Grief renewed: Gil Harrington returns to Charlottesville amid new homicide
Gil Harrington brought her murdered daughter Morgan's ashes to Africa and brought an African stone back to Charlottesville, she told a group of reporters gathered on the Copeley Road Bridge on Wednesday afternoon, May 5, before she placed the stone among the memorabilia that covers the northeast corner of the Copeley Road bridge to commemorate the life of the 20-year-old killed after disappearing from a Metallica concert in October.
"We're trying to make something positive of this loss," says Gil, who described the three-room wing in Morgan's memory that will be added to a school in Zambia and talked about how Morgan had dreamed of traveling with her mother to the impoverished country.
While construction won't likely begin until November, Harrington says, on her recent 11-day humanitarian trip to the country with the nonprofit Orphan Medical Network International (OMNI), she mixed Morgan's ashes into the school building's foundation so that her daughter may, even in death, become a part of the growth and education of African children, as she'd dreamed of doing while she was alive.

_Raw data_:

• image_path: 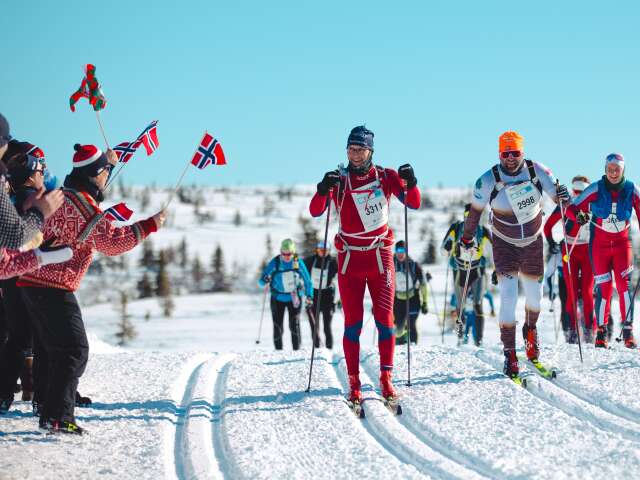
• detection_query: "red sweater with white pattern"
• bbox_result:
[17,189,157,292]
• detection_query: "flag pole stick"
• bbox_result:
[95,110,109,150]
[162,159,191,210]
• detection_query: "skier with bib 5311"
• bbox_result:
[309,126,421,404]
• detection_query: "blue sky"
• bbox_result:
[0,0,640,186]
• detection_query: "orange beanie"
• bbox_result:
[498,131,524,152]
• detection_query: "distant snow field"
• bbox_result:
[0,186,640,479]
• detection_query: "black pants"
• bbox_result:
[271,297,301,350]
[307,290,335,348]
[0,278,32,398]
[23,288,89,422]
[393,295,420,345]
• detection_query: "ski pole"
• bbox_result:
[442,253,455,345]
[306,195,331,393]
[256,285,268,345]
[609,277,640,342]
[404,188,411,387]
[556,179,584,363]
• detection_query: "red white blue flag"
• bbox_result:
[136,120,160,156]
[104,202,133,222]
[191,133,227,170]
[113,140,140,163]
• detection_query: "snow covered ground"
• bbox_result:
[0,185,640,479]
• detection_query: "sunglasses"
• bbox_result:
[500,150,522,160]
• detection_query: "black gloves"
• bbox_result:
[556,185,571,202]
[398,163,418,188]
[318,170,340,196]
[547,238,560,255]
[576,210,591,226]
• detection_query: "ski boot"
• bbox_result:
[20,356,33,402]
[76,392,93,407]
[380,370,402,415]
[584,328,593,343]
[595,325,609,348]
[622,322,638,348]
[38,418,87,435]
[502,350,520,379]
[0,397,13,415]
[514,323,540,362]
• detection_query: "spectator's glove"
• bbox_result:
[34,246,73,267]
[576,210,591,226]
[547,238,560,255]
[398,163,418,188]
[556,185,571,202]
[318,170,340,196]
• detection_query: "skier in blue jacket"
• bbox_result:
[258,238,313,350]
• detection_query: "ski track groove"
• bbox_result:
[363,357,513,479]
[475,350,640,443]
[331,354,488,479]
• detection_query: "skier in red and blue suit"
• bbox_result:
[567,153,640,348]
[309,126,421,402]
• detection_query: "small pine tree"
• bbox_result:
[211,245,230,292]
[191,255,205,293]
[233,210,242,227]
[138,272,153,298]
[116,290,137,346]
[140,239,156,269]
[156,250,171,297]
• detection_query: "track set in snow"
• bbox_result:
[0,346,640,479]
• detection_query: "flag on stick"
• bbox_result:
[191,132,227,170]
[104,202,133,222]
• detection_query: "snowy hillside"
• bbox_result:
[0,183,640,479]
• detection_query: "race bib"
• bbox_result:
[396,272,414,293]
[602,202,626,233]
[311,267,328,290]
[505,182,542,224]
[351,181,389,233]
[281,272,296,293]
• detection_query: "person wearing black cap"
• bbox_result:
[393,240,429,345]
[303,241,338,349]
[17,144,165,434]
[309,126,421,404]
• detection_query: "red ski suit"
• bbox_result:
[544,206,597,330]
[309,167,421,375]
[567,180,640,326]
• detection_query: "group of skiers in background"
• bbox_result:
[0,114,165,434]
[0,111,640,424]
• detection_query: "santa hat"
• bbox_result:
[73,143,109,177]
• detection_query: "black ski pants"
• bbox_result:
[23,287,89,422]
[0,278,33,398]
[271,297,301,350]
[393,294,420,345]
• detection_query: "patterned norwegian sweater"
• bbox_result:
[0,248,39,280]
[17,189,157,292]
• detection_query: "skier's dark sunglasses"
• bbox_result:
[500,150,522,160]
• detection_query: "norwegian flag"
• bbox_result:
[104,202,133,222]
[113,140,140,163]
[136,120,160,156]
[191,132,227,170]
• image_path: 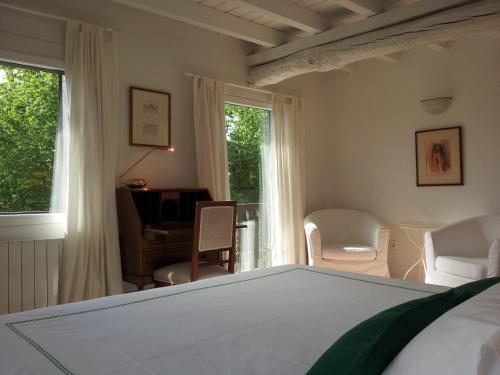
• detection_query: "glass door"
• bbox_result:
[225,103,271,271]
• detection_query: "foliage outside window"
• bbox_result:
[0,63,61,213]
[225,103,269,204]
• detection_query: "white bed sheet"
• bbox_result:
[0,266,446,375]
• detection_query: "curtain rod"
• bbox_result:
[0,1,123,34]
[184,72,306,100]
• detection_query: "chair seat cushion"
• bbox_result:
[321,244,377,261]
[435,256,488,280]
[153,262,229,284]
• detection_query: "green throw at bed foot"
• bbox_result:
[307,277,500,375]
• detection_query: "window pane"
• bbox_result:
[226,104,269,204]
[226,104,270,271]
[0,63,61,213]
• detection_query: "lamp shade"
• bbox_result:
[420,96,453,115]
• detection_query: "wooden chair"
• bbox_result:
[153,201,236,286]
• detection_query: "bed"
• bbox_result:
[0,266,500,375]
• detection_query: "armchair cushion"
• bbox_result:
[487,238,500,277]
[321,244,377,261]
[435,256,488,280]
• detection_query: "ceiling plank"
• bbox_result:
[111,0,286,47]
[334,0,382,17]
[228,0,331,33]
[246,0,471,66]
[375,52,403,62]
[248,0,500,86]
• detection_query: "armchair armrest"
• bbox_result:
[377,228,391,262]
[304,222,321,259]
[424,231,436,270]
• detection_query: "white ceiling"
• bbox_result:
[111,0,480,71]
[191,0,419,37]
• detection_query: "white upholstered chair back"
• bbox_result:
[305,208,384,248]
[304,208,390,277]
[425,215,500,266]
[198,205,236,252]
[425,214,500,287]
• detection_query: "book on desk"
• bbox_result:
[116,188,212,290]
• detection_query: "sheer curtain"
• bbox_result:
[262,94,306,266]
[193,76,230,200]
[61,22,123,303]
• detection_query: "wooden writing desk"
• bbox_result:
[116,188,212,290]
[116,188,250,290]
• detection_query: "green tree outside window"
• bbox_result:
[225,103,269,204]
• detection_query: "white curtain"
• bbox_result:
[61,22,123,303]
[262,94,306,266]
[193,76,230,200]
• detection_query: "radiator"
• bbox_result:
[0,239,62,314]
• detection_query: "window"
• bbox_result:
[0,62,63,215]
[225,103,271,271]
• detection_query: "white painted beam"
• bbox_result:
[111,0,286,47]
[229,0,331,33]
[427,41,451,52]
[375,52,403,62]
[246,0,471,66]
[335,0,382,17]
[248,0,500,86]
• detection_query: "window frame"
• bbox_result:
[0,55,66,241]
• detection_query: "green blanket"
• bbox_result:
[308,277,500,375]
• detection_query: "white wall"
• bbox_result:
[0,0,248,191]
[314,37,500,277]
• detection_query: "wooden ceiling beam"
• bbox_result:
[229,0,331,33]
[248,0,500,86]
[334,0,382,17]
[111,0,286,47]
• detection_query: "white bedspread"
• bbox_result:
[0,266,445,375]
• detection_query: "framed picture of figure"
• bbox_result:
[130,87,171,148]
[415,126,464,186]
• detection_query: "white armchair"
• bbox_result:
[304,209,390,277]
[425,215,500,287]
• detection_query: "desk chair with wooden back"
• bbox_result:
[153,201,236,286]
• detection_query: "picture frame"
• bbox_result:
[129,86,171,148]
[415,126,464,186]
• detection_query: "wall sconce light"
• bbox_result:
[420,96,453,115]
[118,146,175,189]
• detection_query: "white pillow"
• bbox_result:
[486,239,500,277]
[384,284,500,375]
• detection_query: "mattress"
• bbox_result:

...

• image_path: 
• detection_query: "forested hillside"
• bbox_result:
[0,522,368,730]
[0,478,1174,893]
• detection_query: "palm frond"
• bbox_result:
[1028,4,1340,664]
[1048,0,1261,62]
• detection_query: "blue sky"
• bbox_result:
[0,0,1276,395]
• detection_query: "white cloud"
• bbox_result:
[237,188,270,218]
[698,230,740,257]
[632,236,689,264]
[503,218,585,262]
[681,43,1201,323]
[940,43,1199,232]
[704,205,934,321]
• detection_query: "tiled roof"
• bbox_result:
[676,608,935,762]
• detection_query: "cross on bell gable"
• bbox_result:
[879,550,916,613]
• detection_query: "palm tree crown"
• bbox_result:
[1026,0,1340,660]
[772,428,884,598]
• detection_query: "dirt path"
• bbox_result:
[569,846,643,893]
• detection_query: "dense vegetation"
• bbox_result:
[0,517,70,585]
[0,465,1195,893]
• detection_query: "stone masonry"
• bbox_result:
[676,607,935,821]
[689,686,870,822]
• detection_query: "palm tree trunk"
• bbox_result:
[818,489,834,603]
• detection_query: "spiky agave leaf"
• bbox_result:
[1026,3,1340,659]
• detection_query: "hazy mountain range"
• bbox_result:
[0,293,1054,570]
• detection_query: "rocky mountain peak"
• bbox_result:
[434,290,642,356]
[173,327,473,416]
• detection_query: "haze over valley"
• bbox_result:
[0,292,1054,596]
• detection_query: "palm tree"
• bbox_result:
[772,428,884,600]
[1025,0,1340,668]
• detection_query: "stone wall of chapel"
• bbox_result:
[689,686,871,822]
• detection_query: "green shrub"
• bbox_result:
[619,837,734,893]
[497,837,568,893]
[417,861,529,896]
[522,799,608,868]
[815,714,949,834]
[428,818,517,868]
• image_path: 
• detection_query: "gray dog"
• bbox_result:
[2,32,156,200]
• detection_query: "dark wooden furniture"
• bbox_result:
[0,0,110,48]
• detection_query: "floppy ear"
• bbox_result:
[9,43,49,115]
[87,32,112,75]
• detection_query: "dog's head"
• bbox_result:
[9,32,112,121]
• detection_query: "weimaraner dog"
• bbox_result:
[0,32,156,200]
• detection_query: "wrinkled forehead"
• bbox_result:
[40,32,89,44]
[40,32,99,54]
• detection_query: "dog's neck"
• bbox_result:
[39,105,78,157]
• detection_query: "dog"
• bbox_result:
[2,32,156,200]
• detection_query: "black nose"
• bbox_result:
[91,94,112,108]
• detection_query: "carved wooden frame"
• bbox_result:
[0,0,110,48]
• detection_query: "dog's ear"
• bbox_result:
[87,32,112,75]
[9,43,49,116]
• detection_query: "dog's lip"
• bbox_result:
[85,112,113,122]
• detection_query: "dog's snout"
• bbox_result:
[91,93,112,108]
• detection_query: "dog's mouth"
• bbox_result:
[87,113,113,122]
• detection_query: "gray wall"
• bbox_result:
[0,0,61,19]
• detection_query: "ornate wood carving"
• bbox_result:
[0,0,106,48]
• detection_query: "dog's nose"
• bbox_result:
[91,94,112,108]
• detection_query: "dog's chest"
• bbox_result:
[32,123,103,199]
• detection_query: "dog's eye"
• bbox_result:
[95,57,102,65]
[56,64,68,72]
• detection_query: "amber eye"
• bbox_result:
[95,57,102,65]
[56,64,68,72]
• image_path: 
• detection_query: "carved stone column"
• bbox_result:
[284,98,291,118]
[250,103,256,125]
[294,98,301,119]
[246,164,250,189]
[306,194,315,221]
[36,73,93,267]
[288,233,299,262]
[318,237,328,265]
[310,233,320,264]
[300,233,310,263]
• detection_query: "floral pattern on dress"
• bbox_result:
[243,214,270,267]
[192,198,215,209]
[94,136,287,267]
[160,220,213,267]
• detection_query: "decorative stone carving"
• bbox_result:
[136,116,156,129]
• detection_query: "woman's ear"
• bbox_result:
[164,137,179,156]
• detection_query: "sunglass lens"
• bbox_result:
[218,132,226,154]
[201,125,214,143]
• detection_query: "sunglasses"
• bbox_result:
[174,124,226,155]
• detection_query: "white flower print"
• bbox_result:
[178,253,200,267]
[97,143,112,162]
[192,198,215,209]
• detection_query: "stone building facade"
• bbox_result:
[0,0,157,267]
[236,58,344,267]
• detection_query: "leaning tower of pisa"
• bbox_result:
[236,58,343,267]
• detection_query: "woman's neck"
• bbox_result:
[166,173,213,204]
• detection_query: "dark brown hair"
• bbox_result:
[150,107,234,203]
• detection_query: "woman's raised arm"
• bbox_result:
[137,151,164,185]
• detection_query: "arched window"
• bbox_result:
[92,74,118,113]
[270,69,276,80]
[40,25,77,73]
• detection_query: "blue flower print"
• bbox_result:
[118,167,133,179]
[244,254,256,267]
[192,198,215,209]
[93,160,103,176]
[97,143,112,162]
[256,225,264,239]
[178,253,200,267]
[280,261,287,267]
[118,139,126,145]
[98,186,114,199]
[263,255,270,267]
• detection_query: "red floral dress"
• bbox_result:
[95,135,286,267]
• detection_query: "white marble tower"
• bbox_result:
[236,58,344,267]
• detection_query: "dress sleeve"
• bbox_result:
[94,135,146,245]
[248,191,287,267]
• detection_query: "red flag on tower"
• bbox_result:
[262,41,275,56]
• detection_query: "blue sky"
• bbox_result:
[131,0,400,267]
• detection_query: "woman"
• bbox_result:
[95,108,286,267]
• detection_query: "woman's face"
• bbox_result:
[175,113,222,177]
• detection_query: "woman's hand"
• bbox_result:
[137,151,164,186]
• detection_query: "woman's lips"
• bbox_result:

_Brief 1_:
Check each statement against the news story on Gil Harrington's return to Charlottesville. For each, answer yes or no and quote the words from the story that settle it.
(a) Morgan was 20 years old when she was killed.
(b) Construction on the school wing is expected to begin in May.
(c) Gil Harrington's recent humanitarian trip lasted 11 days.
_Brief 2_: Write the next part of the news story on Gil Harrington's return to Charlottesville, starting after its last sentence.
The rows play no part in what follows.

_Exercise result 1_:
(a) Yes: "the 20-year-old killed after disappearing from a Metallica concert in October."
(b) No: "construction won't likely begin until November."
(c) Yes: "her recent 11-day humanitarian trip to the country."

_Exercise result 2_:
Speaking to eight media members–- a group smaller than at her previous visits, perhaps, because of the intense focus on this week's UVA lacrosse killing–- Harrington expressed her sympathy for the family of Yeardley Love, allegedly slain May 3 by fellow student and men's lacrosse teammate George Huguely, whose lawyer maintains his innocence.
"We are devastated," said Gil Harrington, her eyes welling and urging Charlottesvillians to consider why violent crimes like those committed against Morgan and Yeardley are happening and what can be done to stop them.
"The powers that be," she says, "need to look at what's happening and not continue a policy of complacency."
Harrington says she and husband Dan remain convinced Morgan's killer lives in the Charlottesville community and says healing will be difficult to begin until there's an arrest in Morgan's case. On that front, she says, a recent meeting with investigators offered some hope.
"They're cautiously optimistic," she says, "of where the case is going."